# [Estratto]
- - - - -
Recensione dello spettacolo Il Mercante di Venezia in scena al Silvano Toti Globe Theatre dal 24 agosto al 10 settembre 2017

Cos'è che rende Il Mercante di Venezia un testo sempre così affascinante? I motivi sono vari e sono quelli che scaturiscono dal contesto dell'opera.
Esalta primo fra tutti l'amicizia, seguito dal tema dell'amore, del credo religioso, dell'odio e da una punta di antisemitismo che ruota attorno alla figura di Shylock, personaggio cardine – almeno in questa versione di Loredana Scaramella – della vicenda. La sua negatività porta in certi momenti a considerare il testo non come una commedia, ma come il suo contrario; la caratterizzazione del personaggio è talmente prevaricante da offuscare tutto il resto, finanche il protagonista vero e proprio che dà il titolo alla rappresentazione, Antonio.
Antonio e Shylock rappresentano i due bracci della bilancia della giustizia, coloro che incarnano il bene e il male, lo scontro delle religioni. Shylock è la crudeltà fatta a persona e Antonio la carità cristiana per eccellenza.


È lui il mercante di Venezia (Fausto Cabra) che si presta a fare da garante al fedele compagno Bassanio (Mauro Santopietro) costretto a chiedere un prestito a Shylock (Carlo Ragone), usuraio ebreo, per corteggiare Porzia (Sara Putignano) di cui è innamorato, ricca ereditiera di Belmonte. La donna non possiede né libertà di scelta, né liberta di rifiuto del suo futuro marito: costretta dalla volontà del defunto padre, i suoi pretendenti sposi dovranno scegliere lo scrigno giusto tra tre differenti possibilità (oro, argento, piombo). Il principe del Marocco (Paolo Giangrasso) sceglie lo scrigno d'oro e il principe d'Aragona (Diego Facciotti) sceglie lo scrigno d'argento. È Bassanio a scegliere lo scrigno di piombo, il meno pregiato dei tre, ottenendo il diritto di sposare Porzia, innamorata anch'ella di lui, mentre l'amico di Bassanio, Graziano (Antonio Tintis), sposa la sua ancella, Nerissa (Loredana Piedimonte). Come segno d'amore i due amici ottengono dalle rispettive mogli degli anelli promettendo loro di non privarsene mai finché l'amore li terrà uniti.
- - - - -
# [Dati registrati]
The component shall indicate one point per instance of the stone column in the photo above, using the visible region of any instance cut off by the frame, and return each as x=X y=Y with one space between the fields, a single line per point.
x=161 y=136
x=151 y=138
- - - - -
# [Compiti richiesti]
1. Estrai dalla recensione il passo che comincia dalle parole "Antonio e Shylock" e si chiude dopo "cristiana per eccellenza.", riportandolo parola per parola.
2. Elenca tutti gli attori che la recensione indica tra parentesi, accanto a ciascuno il personaggio che interpreta.

# [Risultati attesi]
1.
Antonio e Shylock rappresentano i due bracci della bilancia della giustizia, coloro che incarnano il bene e il male, lo scontro delle religioni. Shylock è la crudeltà fatta a persona e Antonio la carità cristiana per eccellenza.

2.
Fausto Cabra (Antonio)
Mauro Santopietro (Bassanio)
Carlo Ragone (Shylock)
Sara Putignano (Porzia)
Paolo Giangrasso (il principe del Marocco)
Diego Facciotti (il principe d'Aragona)
Antonio Tintis (Graziano)
Loredana Piedimonte (Nerissa)